** DOCUMENT SEGMENT **
+===+

Style 4k limit per document

Applying styles has been made trivial, if you know the rules.

There’s a 4k limit on styles defined in a document, so I created a cached easyxf function which at least tries to pull a definition from cache before creating a new style.

class MyClass(object):
	kwd_mark = object()
	def cached_easyxf(self, string='', **kwargs):
		if not hasattr(self, '_cached_easyxf'):
			self._cached_easyxf = {}
		key = (string,) + (self.kwd_mark,) + tuple(sorted(kwargs.items()))
		return self._cached_easyxf.setdefault(key, xlwt.easyxf(string, **kwargs))

Easyxf string format

I just did a bit of experimentation to figure out the common formats.

For example, the string format appears to accept an array of key value pairs separated by a space.

‘KEY: KEY-VALUE VALUE, KEY-VALUE VALUE; KEY2: KEY-VALUE2 VALUE2’

sheet.write(0, 0, xlwt.easyxf('font: bold 1')) # bold
sheet.write(0, 0, xlwt.easyxf('font: bold 1, color: blue, underline single')) 

13 Comments

  1. md1023 says:

    Thank you! I did wonder why my styles aren’t applied until I saw 4K limit in your post.

  2. John Machin says:

    Go to http://www.python-excel.org, download the tutorial that you’ll see there, and search for “Style compression”. There is also comprehensive documentation on easyxf in the tutorial.

  3. Great “how to” – I found it very clear and easy! good job!

+===+

** DATASET EXCERPT **

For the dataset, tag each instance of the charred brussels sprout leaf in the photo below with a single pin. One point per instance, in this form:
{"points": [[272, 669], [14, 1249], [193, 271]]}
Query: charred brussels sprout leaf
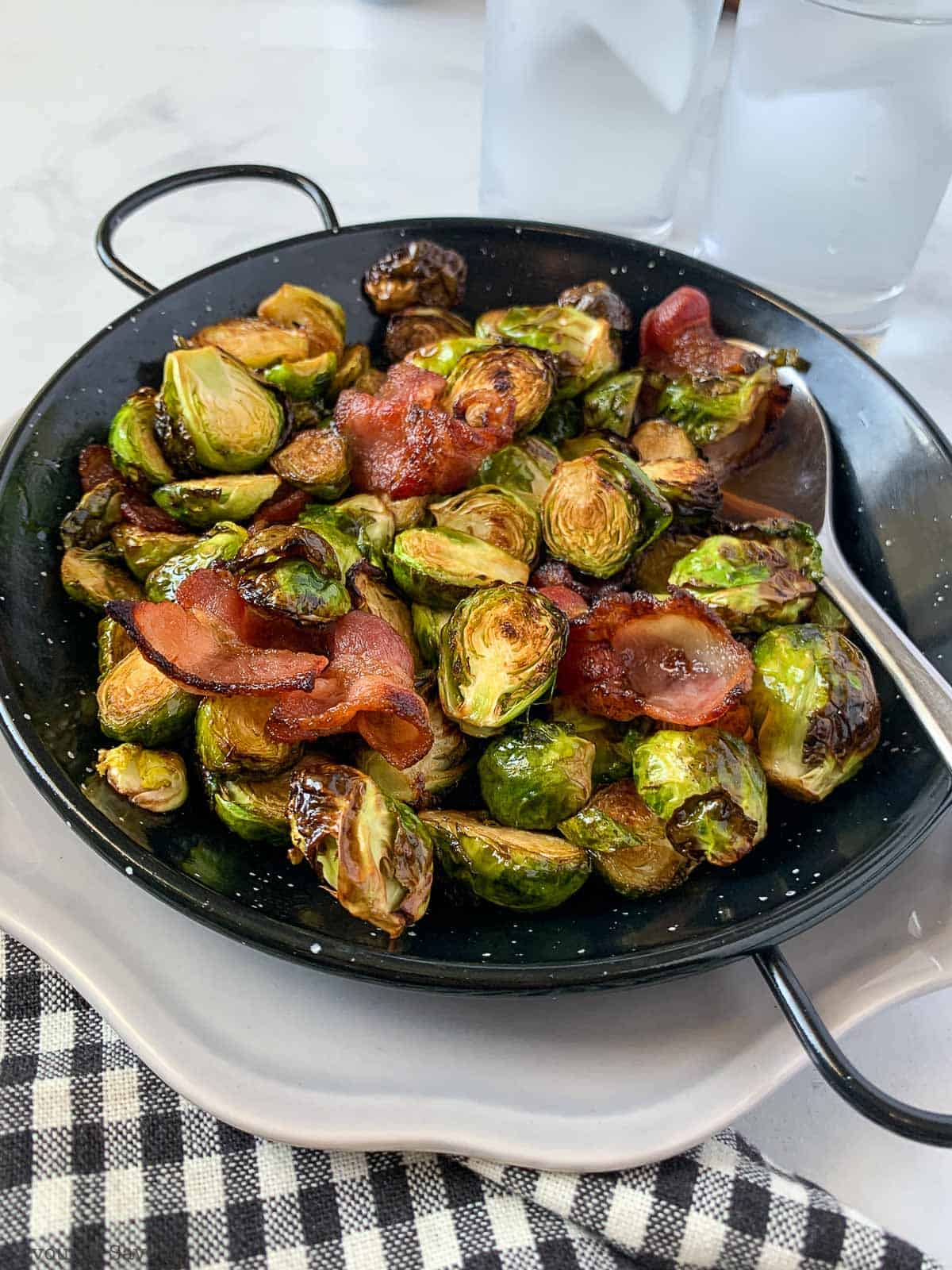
{"points": [[511, 868], [154, 780], [628, 844], [708, 791], [499, 653], [374, 851], [215, 414], [536, 776], [816, 710]]}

+===+

** PROBLEMS AND TASKS **
1 – For the post on xlwt styles, decide whether each statement agrees with it. Answer yes or no and quote the deciding words.
(a) Styles defined in a document have a 4k limit.
(b) The cached function creates a new style before it checks the cache.
(c) The string format seems to accept key value pairs separated by a space.
2 – In the post on xlwt styles, what phrase does John Machin say to search for in the tutorial?
3 – Resume the post on xlwt styles after its final sentence and keep writing it.

** ANSWERS TO THE PROBLEMS **
1 –
(a) Yes: "There’s a 4k limit on styles defined in a document"
(b) No: "at least tries to pull a definition from cache before creating a new style"
(c) Yes: "the string format appears to accept an array of key value pairs separated by a space"

2 – “Style compression”

3 –
  4. jpatel3 says:

    Is there any way to do auto number format, means if the value is number the excel treat it as number and not as a string and shows ‘Number stored as Text’

  5. Bob Powell says:

    Thank you for the cached style code, that was very helpful and an elegant solution.

  6. Would you happen to know how to force the style for a cell such that it mimics what excel does when you create a hyperlink formula? That is, your data is link=xlwt.Formula(HYPERLINK(‘https://yuji.wordpress.com/2012/04/19/python-xlwt-writing-excel-files/’, “friendly name’)

    and the appears: underlined, with font color blue, and (here’s the catch) once you click on it, its font color turns to violet.

    would this even be possible?
    Thanks in advance

  7. MCMary says:

    Do you have any idea why the command:
    pip install xlwt
    is not working on my system? I have CentOS

    1. Derek@50 says:

      Is ‘pip’ installed on your system?

  8. bruce says:

    Do you know you to write the document properties with xlwt? I refer here to: Title, Subject, Author, Manager, Company, Category, Keywords and Comments.

  9. kumar says:

    very useful for me ,

  10. Jignesh says:

    Hello, Very useful but I have to insert image in excel file using xlwt. but I faced with this error IOError: [Errno 36] File name too long. Can you help me out from this error ??